» **DATA SECTION**
+++++

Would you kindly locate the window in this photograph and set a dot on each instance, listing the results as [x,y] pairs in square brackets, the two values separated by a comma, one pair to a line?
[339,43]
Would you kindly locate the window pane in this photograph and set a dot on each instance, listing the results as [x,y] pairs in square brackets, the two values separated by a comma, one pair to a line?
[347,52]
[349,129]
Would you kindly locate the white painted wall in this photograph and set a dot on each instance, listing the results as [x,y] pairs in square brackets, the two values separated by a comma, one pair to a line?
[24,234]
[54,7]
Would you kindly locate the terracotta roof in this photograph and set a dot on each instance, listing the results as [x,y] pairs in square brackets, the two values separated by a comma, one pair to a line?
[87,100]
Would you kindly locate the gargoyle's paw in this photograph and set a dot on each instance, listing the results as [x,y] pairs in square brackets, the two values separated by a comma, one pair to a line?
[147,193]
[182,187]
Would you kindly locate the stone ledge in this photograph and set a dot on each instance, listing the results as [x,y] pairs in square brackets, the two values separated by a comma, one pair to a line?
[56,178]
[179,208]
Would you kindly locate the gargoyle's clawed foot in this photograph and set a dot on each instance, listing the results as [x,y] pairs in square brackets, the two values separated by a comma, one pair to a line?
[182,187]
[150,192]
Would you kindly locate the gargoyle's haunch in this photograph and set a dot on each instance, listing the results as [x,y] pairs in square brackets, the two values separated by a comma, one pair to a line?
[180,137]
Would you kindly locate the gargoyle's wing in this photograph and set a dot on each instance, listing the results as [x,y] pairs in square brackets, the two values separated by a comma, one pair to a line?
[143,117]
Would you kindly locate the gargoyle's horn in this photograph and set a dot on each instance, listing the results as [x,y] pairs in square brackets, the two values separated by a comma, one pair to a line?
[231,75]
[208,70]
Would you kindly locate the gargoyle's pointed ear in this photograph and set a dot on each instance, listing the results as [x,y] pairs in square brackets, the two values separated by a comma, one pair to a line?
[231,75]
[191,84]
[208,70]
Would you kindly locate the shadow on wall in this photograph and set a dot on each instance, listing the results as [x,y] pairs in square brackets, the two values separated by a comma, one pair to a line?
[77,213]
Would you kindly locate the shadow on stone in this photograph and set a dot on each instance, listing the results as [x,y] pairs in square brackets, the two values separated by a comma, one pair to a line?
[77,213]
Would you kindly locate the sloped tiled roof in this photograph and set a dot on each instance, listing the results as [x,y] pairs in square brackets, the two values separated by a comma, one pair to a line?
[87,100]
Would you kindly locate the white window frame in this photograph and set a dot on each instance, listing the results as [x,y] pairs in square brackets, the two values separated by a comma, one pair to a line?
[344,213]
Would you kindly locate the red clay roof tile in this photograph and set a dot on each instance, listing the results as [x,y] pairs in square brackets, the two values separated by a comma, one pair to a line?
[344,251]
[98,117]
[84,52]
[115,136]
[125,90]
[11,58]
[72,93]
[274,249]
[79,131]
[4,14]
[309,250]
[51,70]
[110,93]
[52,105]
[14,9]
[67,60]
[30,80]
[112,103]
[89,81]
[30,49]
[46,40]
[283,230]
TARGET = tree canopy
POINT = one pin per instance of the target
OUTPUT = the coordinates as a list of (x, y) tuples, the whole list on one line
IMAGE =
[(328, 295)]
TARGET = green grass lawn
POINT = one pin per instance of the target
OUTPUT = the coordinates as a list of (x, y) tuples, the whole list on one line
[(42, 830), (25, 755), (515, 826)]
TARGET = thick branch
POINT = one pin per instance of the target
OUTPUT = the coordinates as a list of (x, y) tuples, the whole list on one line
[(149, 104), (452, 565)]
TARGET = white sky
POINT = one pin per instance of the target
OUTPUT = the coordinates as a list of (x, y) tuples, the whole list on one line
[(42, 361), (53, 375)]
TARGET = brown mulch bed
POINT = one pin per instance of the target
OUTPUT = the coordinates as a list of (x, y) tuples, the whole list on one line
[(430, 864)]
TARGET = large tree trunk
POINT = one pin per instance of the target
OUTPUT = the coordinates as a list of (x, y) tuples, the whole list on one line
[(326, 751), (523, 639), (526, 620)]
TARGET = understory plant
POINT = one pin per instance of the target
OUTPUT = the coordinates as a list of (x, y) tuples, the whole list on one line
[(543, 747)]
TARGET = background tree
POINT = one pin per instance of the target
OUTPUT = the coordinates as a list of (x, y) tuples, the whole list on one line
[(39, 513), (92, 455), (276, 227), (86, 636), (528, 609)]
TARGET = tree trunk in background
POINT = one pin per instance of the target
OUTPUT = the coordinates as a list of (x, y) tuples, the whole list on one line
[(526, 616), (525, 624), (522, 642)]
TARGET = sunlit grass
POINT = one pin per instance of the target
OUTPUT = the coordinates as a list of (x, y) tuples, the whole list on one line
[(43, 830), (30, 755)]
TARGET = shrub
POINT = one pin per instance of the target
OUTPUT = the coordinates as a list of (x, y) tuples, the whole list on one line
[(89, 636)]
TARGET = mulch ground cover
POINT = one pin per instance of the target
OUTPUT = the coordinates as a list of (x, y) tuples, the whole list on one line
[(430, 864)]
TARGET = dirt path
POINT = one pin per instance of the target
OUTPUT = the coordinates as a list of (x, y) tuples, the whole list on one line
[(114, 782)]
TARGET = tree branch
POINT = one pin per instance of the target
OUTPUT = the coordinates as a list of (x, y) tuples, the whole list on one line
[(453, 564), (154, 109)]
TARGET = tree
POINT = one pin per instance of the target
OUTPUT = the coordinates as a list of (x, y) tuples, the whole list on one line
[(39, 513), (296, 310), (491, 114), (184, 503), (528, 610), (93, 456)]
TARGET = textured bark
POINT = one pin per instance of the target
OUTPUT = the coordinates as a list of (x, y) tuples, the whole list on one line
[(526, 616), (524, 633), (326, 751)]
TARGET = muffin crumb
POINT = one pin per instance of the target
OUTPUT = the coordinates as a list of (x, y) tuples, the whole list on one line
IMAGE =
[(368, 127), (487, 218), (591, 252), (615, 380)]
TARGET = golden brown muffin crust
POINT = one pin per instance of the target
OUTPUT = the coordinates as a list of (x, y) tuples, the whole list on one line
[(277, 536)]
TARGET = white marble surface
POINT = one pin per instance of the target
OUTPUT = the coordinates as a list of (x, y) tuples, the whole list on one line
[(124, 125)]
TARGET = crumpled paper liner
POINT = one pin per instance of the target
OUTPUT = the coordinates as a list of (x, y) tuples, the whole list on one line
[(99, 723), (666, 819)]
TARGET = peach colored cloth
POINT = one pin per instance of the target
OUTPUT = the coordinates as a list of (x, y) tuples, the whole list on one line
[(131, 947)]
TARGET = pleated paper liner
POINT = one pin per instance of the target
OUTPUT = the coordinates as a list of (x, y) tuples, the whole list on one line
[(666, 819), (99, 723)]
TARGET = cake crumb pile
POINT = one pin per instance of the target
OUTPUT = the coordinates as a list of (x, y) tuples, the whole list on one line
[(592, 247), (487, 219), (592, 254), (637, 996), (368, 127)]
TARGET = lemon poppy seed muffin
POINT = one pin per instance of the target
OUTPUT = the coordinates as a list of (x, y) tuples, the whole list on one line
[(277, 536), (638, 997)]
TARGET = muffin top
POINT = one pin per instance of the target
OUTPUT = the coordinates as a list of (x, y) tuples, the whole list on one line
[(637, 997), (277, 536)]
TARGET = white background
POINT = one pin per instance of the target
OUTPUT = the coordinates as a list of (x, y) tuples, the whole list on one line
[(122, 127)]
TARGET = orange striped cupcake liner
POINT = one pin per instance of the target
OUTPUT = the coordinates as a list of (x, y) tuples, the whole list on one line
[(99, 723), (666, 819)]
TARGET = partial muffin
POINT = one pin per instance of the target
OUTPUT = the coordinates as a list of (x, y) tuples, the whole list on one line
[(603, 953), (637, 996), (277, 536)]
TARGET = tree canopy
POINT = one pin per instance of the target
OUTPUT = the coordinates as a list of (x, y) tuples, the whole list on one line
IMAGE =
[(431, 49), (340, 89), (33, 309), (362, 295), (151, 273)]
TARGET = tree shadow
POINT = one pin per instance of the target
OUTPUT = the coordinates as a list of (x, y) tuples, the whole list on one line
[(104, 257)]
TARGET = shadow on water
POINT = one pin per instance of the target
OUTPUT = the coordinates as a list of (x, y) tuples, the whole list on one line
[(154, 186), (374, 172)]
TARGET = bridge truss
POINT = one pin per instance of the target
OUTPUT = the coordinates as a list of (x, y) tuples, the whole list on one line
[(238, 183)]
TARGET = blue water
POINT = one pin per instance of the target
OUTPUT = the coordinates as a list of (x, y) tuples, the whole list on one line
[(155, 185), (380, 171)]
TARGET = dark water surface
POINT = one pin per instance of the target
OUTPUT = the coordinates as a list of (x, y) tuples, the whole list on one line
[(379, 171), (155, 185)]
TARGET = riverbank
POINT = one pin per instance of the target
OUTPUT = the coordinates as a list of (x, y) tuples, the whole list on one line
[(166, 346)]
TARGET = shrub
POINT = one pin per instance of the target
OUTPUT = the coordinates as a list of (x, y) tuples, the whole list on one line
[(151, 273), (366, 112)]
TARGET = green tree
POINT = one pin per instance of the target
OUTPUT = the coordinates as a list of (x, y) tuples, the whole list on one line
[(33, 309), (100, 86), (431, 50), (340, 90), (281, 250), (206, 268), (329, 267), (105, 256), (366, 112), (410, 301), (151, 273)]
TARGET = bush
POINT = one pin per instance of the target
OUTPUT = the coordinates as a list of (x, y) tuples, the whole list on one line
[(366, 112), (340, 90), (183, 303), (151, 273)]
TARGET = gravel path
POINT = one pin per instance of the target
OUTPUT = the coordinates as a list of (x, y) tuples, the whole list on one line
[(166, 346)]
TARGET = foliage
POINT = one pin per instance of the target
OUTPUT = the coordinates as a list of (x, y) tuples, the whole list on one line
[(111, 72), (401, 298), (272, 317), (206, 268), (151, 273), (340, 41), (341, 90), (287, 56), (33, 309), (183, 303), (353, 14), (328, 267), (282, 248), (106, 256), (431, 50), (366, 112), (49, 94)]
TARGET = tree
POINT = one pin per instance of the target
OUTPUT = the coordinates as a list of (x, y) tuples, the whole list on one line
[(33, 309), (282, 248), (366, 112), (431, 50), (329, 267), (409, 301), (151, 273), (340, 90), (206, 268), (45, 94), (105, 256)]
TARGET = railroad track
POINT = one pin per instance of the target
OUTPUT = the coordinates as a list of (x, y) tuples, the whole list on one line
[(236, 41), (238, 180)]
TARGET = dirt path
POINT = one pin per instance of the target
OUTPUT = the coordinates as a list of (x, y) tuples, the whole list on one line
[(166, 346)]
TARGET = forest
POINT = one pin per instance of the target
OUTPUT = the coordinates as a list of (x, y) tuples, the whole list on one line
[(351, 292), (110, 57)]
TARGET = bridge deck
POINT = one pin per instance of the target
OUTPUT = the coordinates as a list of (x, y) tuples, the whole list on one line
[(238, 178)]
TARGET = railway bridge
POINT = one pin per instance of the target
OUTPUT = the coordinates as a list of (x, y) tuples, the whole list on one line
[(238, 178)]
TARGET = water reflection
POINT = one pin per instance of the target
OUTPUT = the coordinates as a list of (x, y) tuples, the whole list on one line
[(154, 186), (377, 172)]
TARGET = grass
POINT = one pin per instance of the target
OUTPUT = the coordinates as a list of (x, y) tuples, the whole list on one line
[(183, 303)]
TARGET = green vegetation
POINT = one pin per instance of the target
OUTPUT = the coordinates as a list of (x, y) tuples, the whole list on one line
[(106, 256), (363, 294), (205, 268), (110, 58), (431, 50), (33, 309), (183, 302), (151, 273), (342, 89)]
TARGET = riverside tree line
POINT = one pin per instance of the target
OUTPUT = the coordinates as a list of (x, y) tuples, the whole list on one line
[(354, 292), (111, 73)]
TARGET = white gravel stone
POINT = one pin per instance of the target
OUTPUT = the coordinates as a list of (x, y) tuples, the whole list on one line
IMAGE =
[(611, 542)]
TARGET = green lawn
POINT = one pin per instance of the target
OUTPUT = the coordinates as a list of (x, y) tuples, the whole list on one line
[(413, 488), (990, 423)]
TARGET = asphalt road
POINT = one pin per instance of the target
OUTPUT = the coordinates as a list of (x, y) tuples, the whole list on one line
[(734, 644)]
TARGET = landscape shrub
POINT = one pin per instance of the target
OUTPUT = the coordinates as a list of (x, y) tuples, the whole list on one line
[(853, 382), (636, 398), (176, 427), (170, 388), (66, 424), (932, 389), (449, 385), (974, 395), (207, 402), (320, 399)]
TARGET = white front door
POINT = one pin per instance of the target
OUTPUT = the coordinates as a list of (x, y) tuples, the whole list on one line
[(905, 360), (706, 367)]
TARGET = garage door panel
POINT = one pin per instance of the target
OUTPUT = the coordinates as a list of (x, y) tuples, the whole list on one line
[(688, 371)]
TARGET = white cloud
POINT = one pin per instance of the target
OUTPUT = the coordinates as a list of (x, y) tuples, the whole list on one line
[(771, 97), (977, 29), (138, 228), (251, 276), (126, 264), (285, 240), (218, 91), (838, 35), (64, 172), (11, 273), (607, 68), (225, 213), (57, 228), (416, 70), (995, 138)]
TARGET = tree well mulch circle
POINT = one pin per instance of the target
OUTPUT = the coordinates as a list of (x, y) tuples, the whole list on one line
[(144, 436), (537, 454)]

+++++

» **DIRECTIONS**
Copy everything above from the line containing "TARGET = white marble surface" down to the line containing "[(131, 947)]", both of those lines included, without changing a character.

» **RESULT FOR THIS TASK**
TARGET = white marble surface
POINT = one pin per instance of the target
OUTPUT = the coordinates as a list of (x, y) tuples, the whole list on one line
[(124, 125)]
TARGET = crumpled paper liner
POINT = one pin per instance of the target
OUTPUT = the coordinates as a list of (x, y) tuples, the whole list on one line
[(99, 723), (666, 819)]
TARGET = peach colored cloth
POINT = one pin per instance of the target
OUTPUT = the coordinates as a list of (x, y) tuples, the whole list on one line
[(131, 947)]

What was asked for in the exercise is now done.